- _Extract to read_
········

# Prowler Big Game II



## jbs_bama

I recently inquired about the Prowler Big Game II a few weeks ago. I noticed it online when I was looking at pictures of some of the newer model kayaks coming out. Ocean Kayak will be coming out with a new version of the Prowler Big Game. From the spec sheet it looks like they merged the Old Town Predator with a Prowler Big Game. They're supposed to be out by November 1st this year. I might have to check one out when they're available. I thought I'd share this with anyone who might be interested.


----------



## Chris V

Very cool upgrades. I still have my lime green big game that I bought in 2008 and I still love it


----------



## aquatic argobull

Nice seat upgrade. Very nice looking 'yak.


----------



## jbs_bama

I would like to design a more comfortable seat that would fit into the original big game. Anyone ever tried a stadium seat or something like that?


----------



## Neo

Hot off the press I'll post up a review and a fishing report in the next few days. Merry Christmas.

········

- _Information shown_
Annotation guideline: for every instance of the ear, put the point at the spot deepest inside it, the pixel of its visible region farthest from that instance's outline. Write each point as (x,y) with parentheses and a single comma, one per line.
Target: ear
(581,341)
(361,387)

········

- _The tasks_
(1) According to the Prowler Big Game II thread, by what date are the new kayaks supposed to be out?
(2) Rewrite the Prowler Big Game II thread from "I would like" down to "days. Merry Christmas.", swapping "stadium seat" for "folding seat".
(3) Carry on the Prowler Big Game II forum thread from its last post.

- _In response_
(1) By November 1st this year.

(2)
I would like to design a more comfortable seat that would fit into the original big game. Anyone ever tried a folding seat or something like that?


----------



## Neo

Hot off the press I'll post up a review and a fishing report in the next few days. Merry Christmas.

(3)
----------



## jbs_bama

That's awesome. I like the looks of it. Too bad Santa didn't drop one off. I bet that seat will be a big improvement. Also, is there any storage under the rod pod?


----------



## Neo

jbs_bama said:


> That's awesome. I like the looks of it. Too bad Santa didn't drop one off. I bet that seat will be a big improvement. Also, is there any storage under the rod pod?


I got it out for about an hour this morning to do a little "shake down" run. The seat is really nice. This thing is super stable and tracks really well. I have a rudder but I don't know that it really needs it. There is plenty of in hull storage. In fact I slid a couple of rods in it just to check it out. I think I'm really going to like this one.
As a side note;
I don't know who is designing boats for Johnson Outdoors but I like the styling cues on their kayaks. This kayak and the Predator both have nice lines.


----------



## jbs_bama

Yeah, they do look nice. I wonder how it performs compared to the original? It looks like it's more comfortable to fish from. Does the higher seat make it feel more tippy?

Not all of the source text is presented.